WHAT YOU ARE ASKED TO DO:
Please rewrite the records below with every "bounding box" changed to "enclosing rectangle", keeping everything else the same.

INPUT:

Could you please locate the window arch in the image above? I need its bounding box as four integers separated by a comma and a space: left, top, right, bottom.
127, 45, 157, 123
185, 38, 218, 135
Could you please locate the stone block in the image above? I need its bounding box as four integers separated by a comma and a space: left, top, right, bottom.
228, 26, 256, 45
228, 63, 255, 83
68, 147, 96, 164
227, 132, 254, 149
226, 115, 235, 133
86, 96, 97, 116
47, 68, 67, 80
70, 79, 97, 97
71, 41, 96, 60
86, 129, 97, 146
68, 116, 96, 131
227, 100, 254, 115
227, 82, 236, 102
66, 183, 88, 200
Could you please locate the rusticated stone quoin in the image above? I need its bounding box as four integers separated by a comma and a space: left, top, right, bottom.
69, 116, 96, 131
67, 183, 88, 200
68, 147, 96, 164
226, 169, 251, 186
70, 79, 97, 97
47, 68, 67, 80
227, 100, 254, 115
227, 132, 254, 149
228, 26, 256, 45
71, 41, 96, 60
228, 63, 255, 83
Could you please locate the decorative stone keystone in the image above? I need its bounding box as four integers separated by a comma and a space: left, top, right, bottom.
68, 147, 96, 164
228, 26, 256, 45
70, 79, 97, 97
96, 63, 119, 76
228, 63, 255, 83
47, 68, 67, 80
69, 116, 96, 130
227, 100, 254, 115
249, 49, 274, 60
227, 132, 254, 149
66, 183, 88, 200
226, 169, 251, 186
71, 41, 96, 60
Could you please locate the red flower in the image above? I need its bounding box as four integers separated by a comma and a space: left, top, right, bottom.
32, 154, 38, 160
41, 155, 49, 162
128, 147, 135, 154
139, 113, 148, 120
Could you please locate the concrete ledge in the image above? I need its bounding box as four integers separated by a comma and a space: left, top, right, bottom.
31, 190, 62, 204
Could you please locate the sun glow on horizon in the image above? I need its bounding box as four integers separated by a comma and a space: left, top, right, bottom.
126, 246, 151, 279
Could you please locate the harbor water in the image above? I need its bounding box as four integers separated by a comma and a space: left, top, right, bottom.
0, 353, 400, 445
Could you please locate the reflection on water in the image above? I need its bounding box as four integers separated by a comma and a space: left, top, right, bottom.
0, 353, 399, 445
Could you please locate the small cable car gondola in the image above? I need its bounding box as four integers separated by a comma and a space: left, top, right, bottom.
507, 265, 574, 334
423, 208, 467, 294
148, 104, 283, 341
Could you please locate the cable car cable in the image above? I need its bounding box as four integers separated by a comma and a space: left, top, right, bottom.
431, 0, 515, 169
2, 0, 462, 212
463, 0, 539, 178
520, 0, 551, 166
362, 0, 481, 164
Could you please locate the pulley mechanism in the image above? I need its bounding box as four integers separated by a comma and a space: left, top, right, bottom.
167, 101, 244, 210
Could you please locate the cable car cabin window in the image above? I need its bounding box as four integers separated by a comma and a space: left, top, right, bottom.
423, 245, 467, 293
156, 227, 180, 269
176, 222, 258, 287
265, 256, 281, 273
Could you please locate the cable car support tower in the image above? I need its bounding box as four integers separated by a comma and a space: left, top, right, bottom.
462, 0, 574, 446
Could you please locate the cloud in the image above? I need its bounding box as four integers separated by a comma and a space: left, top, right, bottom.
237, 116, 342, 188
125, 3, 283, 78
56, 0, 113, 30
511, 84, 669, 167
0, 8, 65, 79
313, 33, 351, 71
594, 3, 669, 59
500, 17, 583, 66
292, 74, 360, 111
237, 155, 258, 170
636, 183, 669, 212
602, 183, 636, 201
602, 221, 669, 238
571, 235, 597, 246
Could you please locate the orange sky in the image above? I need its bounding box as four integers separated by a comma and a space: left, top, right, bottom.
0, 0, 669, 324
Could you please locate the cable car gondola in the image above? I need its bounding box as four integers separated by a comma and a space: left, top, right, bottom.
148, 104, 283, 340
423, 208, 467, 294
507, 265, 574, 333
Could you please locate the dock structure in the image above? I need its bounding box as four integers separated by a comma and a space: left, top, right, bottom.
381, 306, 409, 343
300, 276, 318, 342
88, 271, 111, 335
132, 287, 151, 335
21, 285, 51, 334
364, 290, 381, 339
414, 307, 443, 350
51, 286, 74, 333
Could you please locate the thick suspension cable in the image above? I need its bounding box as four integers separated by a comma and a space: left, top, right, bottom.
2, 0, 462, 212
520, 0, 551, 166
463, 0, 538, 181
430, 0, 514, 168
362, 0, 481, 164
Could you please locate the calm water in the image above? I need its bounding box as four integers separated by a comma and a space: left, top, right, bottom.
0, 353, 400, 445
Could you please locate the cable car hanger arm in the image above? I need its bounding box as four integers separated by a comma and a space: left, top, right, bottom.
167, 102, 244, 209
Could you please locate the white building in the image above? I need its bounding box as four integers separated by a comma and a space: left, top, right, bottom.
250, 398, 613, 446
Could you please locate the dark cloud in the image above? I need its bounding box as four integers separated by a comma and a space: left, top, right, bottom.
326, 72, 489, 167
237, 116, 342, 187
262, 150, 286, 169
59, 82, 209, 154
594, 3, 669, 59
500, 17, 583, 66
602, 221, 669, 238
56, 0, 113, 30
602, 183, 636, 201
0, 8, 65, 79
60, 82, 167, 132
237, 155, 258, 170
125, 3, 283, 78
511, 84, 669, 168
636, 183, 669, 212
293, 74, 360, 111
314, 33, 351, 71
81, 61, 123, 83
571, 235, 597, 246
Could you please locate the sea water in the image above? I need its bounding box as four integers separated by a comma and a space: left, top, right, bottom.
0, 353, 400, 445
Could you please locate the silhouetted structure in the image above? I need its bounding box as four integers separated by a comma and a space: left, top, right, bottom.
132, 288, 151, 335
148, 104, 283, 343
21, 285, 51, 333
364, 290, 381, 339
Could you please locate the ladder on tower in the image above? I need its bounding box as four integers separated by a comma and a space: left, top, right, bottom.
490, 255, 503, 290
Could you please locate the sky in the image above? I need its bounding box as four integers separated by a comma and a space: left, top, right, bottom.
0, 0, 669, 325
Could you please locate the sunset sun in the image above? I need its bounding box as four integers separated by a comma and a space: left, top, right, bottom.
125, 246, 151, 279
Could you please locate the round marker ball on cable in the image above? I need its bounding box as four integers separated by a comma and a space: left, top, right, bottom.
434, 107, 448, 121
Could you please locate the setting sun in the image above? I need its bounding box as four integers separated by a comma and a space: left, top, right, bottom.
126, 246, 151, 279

WRITTEN REPLY:
Could you please locate the window arch in the image above? I need its enclosing rectangle as four integers separated by a comma and a space: left, top, right, bottom.
127, 45, 157, 123
185, 38, 218, 135
Could you please locate the stone block in the image above? I need its enclosing rectangle as four integers separated by a comma and a space: left, top, right, bottom.
228, 26, 256, 45
228, 63, 255, 83
68, 147, 96, 164
227, 132, 254, 149
226, 115, 235, 133
86, 96, 97, 116
47, 68, 67, 80
70, 79, 97, 97
71, 41, 96, 60
86, 129, 97, 146
68, 116, 96, 131
227, 100, 254, 115
227, 82, 236, 102
66, 183, 88, 200
Could you please locate the rusticated stone quoin in the image above? I need its enclosing rectangle as four integers separated by a comma and a space: left, top, right, bottom.
69, 116, 96, 131
67, 183, 88, 200
68, 147, 96, 164
226, 169, 251, 186
70, 79, 97, 97
47, 68, 67, 80
227, 100, 254, 115
227, 132, 254, 149
228, 26, 256, 45
71, 41, 96, 60
228, 63, 255, 83
Could you please locate the decorative stone keystone in the image above? I need its enclosing rectangle as four integers separated by a comma and a space: left, top, right, bottom.
68, 147, 96, 164
228, 26, 256, 45
70, 79, 97, 97
96, 63, 119, 76
228, 63, 255, 83
47, 68, 67, 80
69, 116, 96, 130
227, 100, 254, 115
249, 49, 274, 60
227, 132, 254, 149
66, 183, 88, 200
226, 169, 251, 186
71, 41, 96, 60
Could you please locate the red flower in the image above? I need its enclosing rectangle as four integers separated by a comma and a space: left, top, right, bottom.
32, 154, 38, 160
41, 155, 49, 162
128, 147, 135, 154
139, 113, 148, 120
Could you please locate the concrete ledge in the image above? I need its enclosing rectangle as four integers separated by a comma and a space: left, top, right, bottom.
31, 190, 62, 204
Could you please locate the sun glow on horizon in the image above? I need its enclosing rectangle as four integers separated by a comma and a space: left, top, right, bottom.
126, 246, 151, 279
Could you please locate the harbor water in the image above? I need its enclosing rectangle as four integers separated by a comma and a space: left, top, right, bottom.
0, 353, 400, 445
Could you please locate the reflection on water in the image above? I need its enclosing rectangle as four integers separated by a comma and a space: left, top, right, bottom.
0, 353, 399, 445
Could you please locate the small cable car gondola in the image above? I need its enclosing rectangle as four integers separated by a comma and a space: left, top, right, bottom.
507, 265, 574, 334
423, 208, 467, 294
148, 104, 283, 341
Could you please locate the cable car cable in the image above? I need its enclosing rectangle as four integers separated by a comma and a space: left, top, right, bottom.
431, 0, 515, 169
2, 0, 462, 212
463, 0, 539, 178
520, 0, 551, 166
362, 0, 481, 164
Could you please locate the pulley mechanism in the image above? I need its enclosing rectangle as four integers separated by a comma and a space: left, top, right, bottom.
167, 101, 244, 210
Could you please locate the cable car cabin window in the image above? I need its enclosing rectangle as four integers separated by a comma and a space: left, top, right, bottom.
423, 245, 467, 293
156, 227, 180, 269
176, 222, 258, 287
265, 256, 281, 273
Could you please locate the cable car support tower in the image above? I need its enclosing rectangle as four integers separated by a comma and a space: left, top, right, bottom.
462, 0, 574, 446
Could you please locate the cloud in the image above? I need its enclosing rectangle as four integers separated by a comma and a space: left, top, right, bottom.
237, 116, 342, 188
125, 3, 283, 78
56, 0, 113, 30
511, 84, 669, 167
0, 8, 65, 79
313, 33, 351, 71
594, 3, 669, 59
500, 17, 583, 66
292, 74, 360, 111
237, 155, 258, 170
636, 183, 669, 212
602, 183, 636, 201
602, 221, 669, 238
571, 235, 597, 246
Could you please locate the orange sky in the image above? I need its enclosing rectangle as four integers separated by a comma and a space: left, top, right, bottom.
0, 0, 669, 324
Could you please locate the cable car gondola in the image above? I need its enclosing rectangle as four integers separated by a comma and a space: left, top, right, bottom.
148, 104, 283, 340
423, 208, 467, 294
507, 265, 574, 333
Could you please locate the dock structure in the image above? I need its enclosing rectangle as four integers separated by a comma and a space: left, top, right, bottom.
381, 306, 409, 343
300, 276, 318, 342
88, 271, 111, 335
132, 287, 151, 335
21, 285, 51, 334
364, 290, 381, 339
414, 307, 443, 350
51, 286, 74, 333
Could you please locate the thick suspension cable in the image above? I need its enclosing rectangle as four integers separated by a comma and a space: left, top, right, bottom.
2, 0, 462, 212
520, 0, 551, 166
463, 0, 538, 181
430, 0, 514, 168
362, 0, 481, 164
Could you please locate the calm water in the image above? I need its enclosing rectangle as four integers separated by a comma and a space: left, top, right, bottom.
0, 353, 400, 445
Could you please locate the cable car hanger arm in the image above? I need its enclosing rectangle as four integers separated by a comma and a space: left, top, right, bottom.
167, 102, 244, 209
Could you please locate the white building in the image above? I need its enclosing rectangle as four integers separated by a comma and a space: left, top, right, bottom.
250, 398, 613, 446
Could you please locate the dark cloud in the image above? I need its enclosing rectangle as four integers separated by a comma and a space: left, top, right, bottom.
326, 72, 489, 167
237, 116, 342, 187
262, 150, 286, 169
59, 82, 209, 154
594, 3, 669, 59
500, 17, 583, 66
602, 221, 669, 238
56, 0, 113, 30
602, 183, 636, 201
0, 8, 65, 79
60, 82, 167, 132
237, 155, 258, 170
125, 3, 283, 78
511, 84, 669, 168
636, 183, 669, 212
293, 74, 360, 111
314, 33, 351, 71
81, 61, 123, 83
571, 235, 597, 246
Could you please locate the sea water in the image above? I need its enclosing rectangle as four integers separated by a comma and a space: left, top, right, bottom.
0, 353, 400, 445
Could you please locate the silhouetted structure in the image above? I need its enclosing rectangle as four integers separated by a comma and a space: left, top, right, bottom.
132, 288, 151, 335
148, 104, 283, 343
21, 285, 51, 333
364, 290, 381, 339
Could you please locate the ladder on tower in the image above? I need its enclosing rectangle as four integers separated by a comma and a space: left, top, right, bottom.
490, 255, 503, 290
Could you please locate the sky in the image above? I need its enclosing rectangle as four integers separated by a comma and a space: left, top, right, bottom.
0, 0, 669, 325
Could you please locate the sunset sun in the image above? I need its enclosing rectangle as four integers separated by a comma and a space: left, top, right, bottom.
125, 246, 151, 279
Could you please locate the round marker ball on cable in the image above? I need its enclosing rectangle as four integers separated by a comma and a space: left, top, right, bottom.
434, 107, 448, 121
Could you please locate the setting sun in the image above? I need its enclosing rectangle as four integers separated by a comma and a space: left, top, right, bottom.
126, 246, 151, 279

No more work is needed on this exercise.